__Problem 1__
From the records, reproduce verbatim the lines beginning at the one containing "Segment the palm" and ending after the one containing "104 25 L 103". Copy nothing outside that span.
## Begin Passage provided
Date: Tue, 14 Dec 2010 10:15:08 +0900
From: KAMEZAWA Hiroyuki <kamezawa.hiroyu@jp.fujitsu.com>
To: Michal Nazarewicz <m.nazarewicz@samsung.com>
Cc: Michal Nazarewicz <mina86@mina86.com>,
        Andrew Morton <akpm@linux-foundation.org>,
        Ankita Garg <ankita@in.ibm.com>, BooJin Kim <boojin.kim@samsung.com>,
        Daniel Walker <dwalker@codeaurora.org>,
        Johan MOSSBERG <johan.xx.mossberg@stericsson.com>,
        Marek Szyprowski <m.szyprowski@samsung.com>,
        Mel Gorman <mel@csn.ul.ie>,
        "Paul E. McKenney" <paulmck@linux.vnet.ibm.com>,
        linux-arm-kernel@lists.infradead.org, linux-kernel@vger.kernel.org,
        linux-media@vger.kernel.org, linux-mm@kvack.org,
        Kyungmin Park <kyungmin.park@samsung.com>
Subject: Re: [PATCHv7 06/10] mm: MIGRATE_CMA migration type added
Message-Id: <20101214101508.4199a3dd.kamezawa.hiroyu@jp.fujitsu.com>
In-Reply-To: <25250c1c5fb3ffd0c33ce744965bc8e958220f58.1292004520.git.m.nazarewicz@samsung.com>
References: <cover.1292004520.git.m.nazarewicz@samsung.com>
	<25250c1c5fb3ffd0c33ce744965bc8e958220f58.1292004520.git.m.nazarewicz@samsung.com>
Organization: FUJITSU Co. LTD.
Mime-Version: 1.0
Content-Type: text/plain; charset=US-ASCII
Content-Transfer-Encoding: 7bit
Sender: linux-kernel-owner@vger.kernel.org
Content-Length: 14043
Lines: 393

On Mon, 13 Dec 2010 12:26:47 +0100
Michal Nazarewicz <m.nazarewicz@samsung.com> wrote:

> The MIGRATE_CMA migration type has two main characteristics:
> (i) only movable pages can be allocated from MIGRATE_CMA
> pageblocks and (ii) page allocator will never change migration
> type of MIGRATE_CMA pageblocks.
## End Passage provided
__Problem 2__
Extend the mailing-list reply about the MIGRATE_CMA migration type, picking up after its last line.
## Begin Dataset
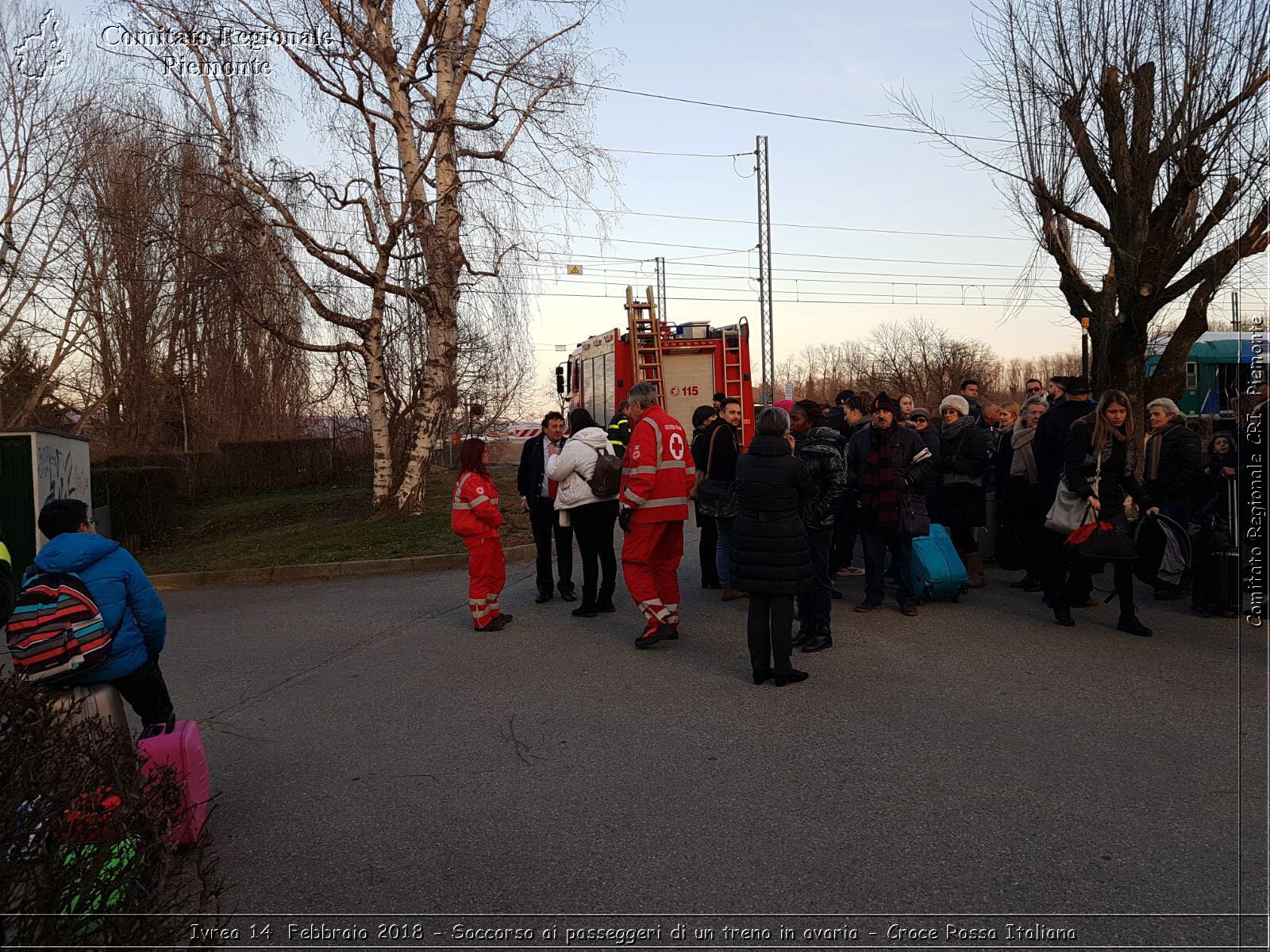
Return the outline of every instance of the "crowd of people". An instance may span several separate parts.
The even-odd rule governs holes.
[[[832,406],[779,401],[758,410],[748,446],[740,402],[723,393],[692,414],[691,434],[659,405],[652,383],[631,387],[607,426],[583,409],[568,419],[550,413],[541,437],[526,442],[517,473],[537,547],[537,602],[578,600],[575,537],[583,579],[573,614],[616,612],[616,523],[625,585],[643,616],[636,647],[678,638],[678,567],[692,504],[701,588],[724,602],[748,599],[754,683],[794,684],[808,677],[792,665],[795,649],[833,646],[836,578],[864,576],[856,612],[880,609],[890,590],[900,614],[918,614],[922,593],[909,564],[913,539],[931,523],[946,529],[969,589],[987,584],[979,547],[987,529],[998,564],[1022,571],[1011,588],[1040,593],[1058,625],[1074,626],[1073,609],[1097,604],[1104,566],[1072,556],[1055,509],[1074,505],[1085,510],[1077,524],[1130,534],[1130,508],[1137,518],[1186,527],[1232,491],[1234,440],[1218,434],[1205,458],[1171,400],[1151,401],[1139,434],[1129,397],[1109,390],[1095,400],[1083,377],[1030,380],[1017,400],[1001,402],[980,400],[979,390],[964,381],[935,414],[885,392],[845,390]],[[620,480],[602,479],[617,472],[617,459]],[[455,532],[472,553],[469,605],[478,631],[511,621],[499,608],[502,515],[486,461],[481,440],[462,446],[453,498]],[[1149,636],[1133,562],[1114,561],[1111,575],[1118,630]],[[1181,598],[1185,586],[1185,574],[1158,580],[1154,598]]]

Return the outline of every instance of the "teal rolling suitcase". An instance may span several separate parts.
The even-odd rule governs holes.
[[[970,588],[970,576],[952,547],[949,532],[931,523],[931,534],[913,539],[908,559],[908,588],[923,602],[956,602]]]

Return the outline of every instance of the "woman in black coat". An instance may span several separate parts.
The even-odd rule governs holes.
[[[949,538],[965,562],[970,588],[983,588],[983,557],[974,537],[978,526],[988,524],[988,494],[984,473],[992,463],[992,433],[970,416],[965,397],[952,393],[940,401],[940,452],[935,471],[940,491],[931,519],[949,531]]]
[[[1129,397],[1119,390],[1109,390],[1102,393],[1092,414],[1072,424],[1063,454],[1063,482],[1067,487],[1093,506],[1099,522],[1111,523],[1121,532],[1129,531],[1124,514],[1126,496],[1133,496],[1147,515],[1160,512],[1134,475],[1137,440]],[[1102,461],[1101,467],[1099,459]],[[1076,556],[1072,560],[1067,585],[1058,595],[1048,599],[1054,611],[1054,621],[1059,625],[1076,625],[1071,605],[1092,588],[1093,570],[1095,564],[1087,559]],[[1115,592],[1120,599],[1116,630],[1151,637],[1151,628],[1138,621],[1133,604],[1133,562],[1115,562],[1114,572]]]
[[[732,534],[732,584],[749,594],[749,663],[754,684],[776,687],[806,679],[790,664],[794,597],[812,588],[812,550],[803,508],[815,496],[806,463],[794,456],[790,415],[765,407],[754,439],[737,461],[732,484],[737,520]]]
[[[709,470],[710,457],[710,424],[719,416],[719,411],[712,406],[698,406],[692,411],[692,465],[697,472]],[[712,515],[701,512],[701,504],[695,503],[697,515],[697,529],[701,538],[697,541],[697,556],[701,562],[701,588],[721,589],[719,584],[719,564],[715,559],[719,548],[719,527]]]

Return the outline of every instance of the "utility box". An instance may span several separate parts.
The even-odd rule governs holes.
[[[48,541],[36,519],[53,499],[83,499],[91,513],[88,439],[56,430],[0,430],[0,531],[15,579]]]

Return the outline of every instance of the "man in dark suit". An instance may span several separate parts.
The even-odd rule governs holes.
[[[525,440],[521,449],[521,467],[516,471],[516,489],[521,494],[521,509],[530,514],[533,545],[538,550],[536,602],[551,600],[555,588],[560,598],[575,602],[573,586],[573,529],[560,524],[555,509],[556,484],[547,479],[547,457],[556,456],[564,447],[564,415],[552,410],[542,418],[542,435]],[[551,579],[551,541],[555,539],[556,565],[560,570],[559,585]]]

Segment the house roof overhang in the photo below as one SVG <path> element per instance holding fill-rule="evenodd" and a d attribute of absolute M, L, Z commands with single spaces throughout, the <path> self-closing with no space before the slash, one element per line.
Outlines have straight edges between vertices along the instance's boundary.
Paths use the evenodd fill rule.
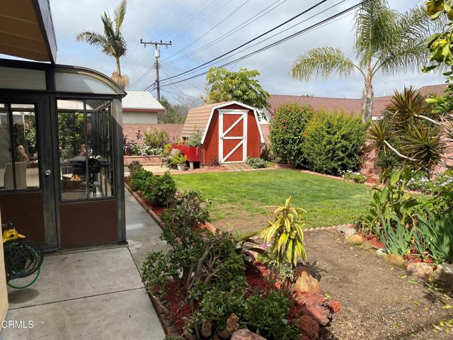
<path fill-rule="evenodd" d="M 0 53 L 55 63 L 57 40 L 49 0 L 3 1 Z"/>

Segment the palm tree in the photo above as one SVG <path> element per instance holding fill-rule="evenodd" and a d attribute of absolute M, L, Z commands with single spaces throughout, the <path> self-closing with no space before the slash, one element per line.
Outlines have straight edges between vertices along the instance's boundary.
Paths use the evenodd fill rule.
<path fill-rule="evenodd" d="M 364 120 L 369 120 L 374 97 L 373 76 L 379 72 L 396 74 L 420 69 L 429 57 L 425 39 L 432 23 L 422 7 L 401 14 L 390 9 L 386 0 L 364 1 L 355 21 L 357 62 L 339 48 L 314 48 L 294 61 L 291 76 L 308 81 L 313 75 L 348 76 L 358 72 L 365 81 L 362 113 Z"/>
<path fill-rule="evenodd" d="M 104 25 L 103 35 L 86 30 L 79 33 L 76 37 L 77 41 L 86 41 L 90 45 L 101 47 L 105 54 L 115 57 L 116 72 L 112 74 L 112 79 L 123 89 L 129 84 L 127 76 L 121 74 L 120 66 L 120 58 L 126 54 L 127 50 L 126 41 L 121 32 L 121 26 L 126 15 L 126 5 L 127 0 L 122 0 L 115 8 L 113 21 L 107 11 L 104 12 L 101 17 Z"/>

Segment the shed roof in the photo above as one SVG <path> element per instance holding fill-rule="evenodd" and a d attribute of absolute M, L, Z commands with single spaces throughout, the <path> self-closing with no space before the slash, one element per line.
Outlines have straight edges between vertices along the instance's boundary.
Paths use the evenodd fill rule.
<path fill-rule="evenodd" d="M 204 132 L 206 130 L 212 108 L 222 105 L 223 103 L 207 104 L 189 110 L 185 118 L 185 122 L 183 127 L 181 137 L 188 137 L 195 132 Z"/>
<path fill-rule="evenodd" d="M 260 132 L 260 139 L 261 142 L 264 142 L 264 136 L 263 135 L 263 131 L 261 131 L 261 127 L 260 125 L 256 109 L 252 106 L 249 106 L 248 105 L 246 105 L 236 101 L 215 103 L 214 104 L 207 104 L 204 105 L 203 106 L 191 108 L 187 114 L 185 123 L 184 123 L 184 126 L 183 127 L 181 137 L 189 137 L 197 131 L 200 131 L 202 132 L 203 136 L 201 140 L 202 144 L 205 141 L 205 137 L 206 137 L 206 132 L 207 132 L 207 128 L 211 122 L 214 110 L 229 105 L 239 105 L 248 110 L 253 110 L 256 125 L 258 125 L 258 129 Z"/>
<path fill-rule="evenodd" d="M 126 91 L 127 95 L 122 98 L 122 108 L 164 110 L 165 108 L 147 91 Z"/>

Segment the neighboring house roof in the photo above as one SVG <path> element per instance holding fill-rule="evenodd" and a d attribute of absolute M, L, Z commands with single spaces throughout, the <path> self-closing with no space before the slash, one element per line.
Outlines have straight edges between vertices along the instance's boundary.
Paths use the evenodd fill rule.
<path fill-rule="evenodd" d="M 165 108 L 147 91 L 126 91 L 122 98 L 123 111 L 161 112 Z"/>
<path fill-rule="evenodd" d="M 222 108 L 229 105 L 239 105 L 243 106 L 245 108 L 253 110 L 255 115 L 255 119 L 256 120 L 256 125 L 258 125 L 258 130 L 260 132 L 260 139 L 261 142 L 264 142 L 264 135 L 261 131 L 261 127 L 259 123 L 258 112 L 255 108 L 249 106 L 242 103 L 237 101 L 227 101 L 222 103 L 215 103 L 214 104 L 204 105 L 203 106 L 199 106 L 197 108 L 193 108 L 189 110 L 185 118 L 185 122 L 183 127 L 183 132 L 181 137 L 189 137 L 192 136 L 197 131 L 200 131 L 202 133 L 202 138 L 201 143 L 205 142 L 205 137 L 207 132 L 207 128 L 209 127 L 214 111 L 218 108 Z"/>
<path fill-rule="evenodd" d="M 437 84 L 422 86 L 418 91 L 423 96 L 430 94 L 442 95 L 447 85 Z M 391 96 L 374 97 L 373 115 L 382 115 L 382 112 L 390 103 Z M 315 97 L 310 96 L 287 96 L 273 94 L 268 100 L 270 103 L 269 112 L 274 115 L 275 110 L 282 105 L 287 103 L 296 103 L 299 105 L 309 105 L 315 110 L 343 110 L 346 113 L 360 114 L 362 112 L 362 98 Z"/>
<path fill-rule="evenodd" d="M 181 137 L 190 137 L 197 131 L 204 132 L 207 125 L 207 122 L 211 115 L 212 108 L 220 105 L 222 103 L 207 104 L 189 110 L 185 118 L 185 122 L 183 127 Z"/>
## End Dataset
__Reply 1__
Segment the palm tree in the photo above as one SVG <path> element per instance holding fill-rule="evenodd" and a d attribute of absolute M, L, Z commands with single spaces throughout, the <path> self-closing with no space before the slash, one element per line.
Outlines have straight edges between vertices along the instance's boundary.
Paths use the evenodd fill rule.
<path fill-rule="evenodd" d="M 364 120 L 369 120 L 374 97 L 373 76 L 379 72 L 396 74 L 420 69 L 429 57 L 425 39 L 432 23 L 422 7 L 401 14 L 390 9 L 386 0 L 364 1 L 355 21 L 357 62 L 339 48 L 314 48 L 294 61 L 291 76 L 308 81 L 313 75 L 348 76 L 358 72 L 365 81 L 362 113 Z"/>
<path fill-rule="evenodd" d="M 104 25 L 103 35 L 86 30 L 79 33 L 76 37 L 77 41 L 86 41 L 90 45 L 101 47 L 105 54 L 115 57 L 116 72 L 112 74 L 112 79 L 123 89 L 129 84 L 127 76 L 121 74 L 120 66 L 120 58 L 126 54 L 127 50 L 126 41 L 121 32 L 121 26 L 126 15 L 126 5 L 127 0 L 122 0 L 115 8 L 113 21 L 107 11 L 104 12 L 101 17 Z"/>

__Reply 2__
> 
> This guarantees that page in a MIGRATE_CMA page block can
> always be migrated somewhere else (unless there's no memory left
> in the system).
> 
> It is designed to be used with Contiguous Memory Allocator
> (CMA) for allocating big chunks (eg. 10MiB) of physically
> contiguous memory.  Once driver requests contiguous memory,
> CMA will migrate pages from MIGRATE_CMA pageblocks.
> 
> To minimise number of migrations, MIGRATE_CMA migration type
> is the last type tried when page allocator falls back to other
> migration types then requested.
> 
> Signed-off-by: Michal Nazarewicz <m.nazarewicz@samsung.com>
> Signed-off-by: Kyungmin Park <kyungmin.park@samsung.com>
> ---
>  include/linux/mmzone.h |   30 +++++++++++---
>  mm/Kconfig             |    8 ++++
>  mm/compaction.c        |   10 +++++
>  mm/internal.h          |    3 +
>  mm/page_alloc.c        |   97 +++++++++++++++++++++++++++++++++++++++--------
>  5 files changed, 124 insertions(+), 24 deletions(-)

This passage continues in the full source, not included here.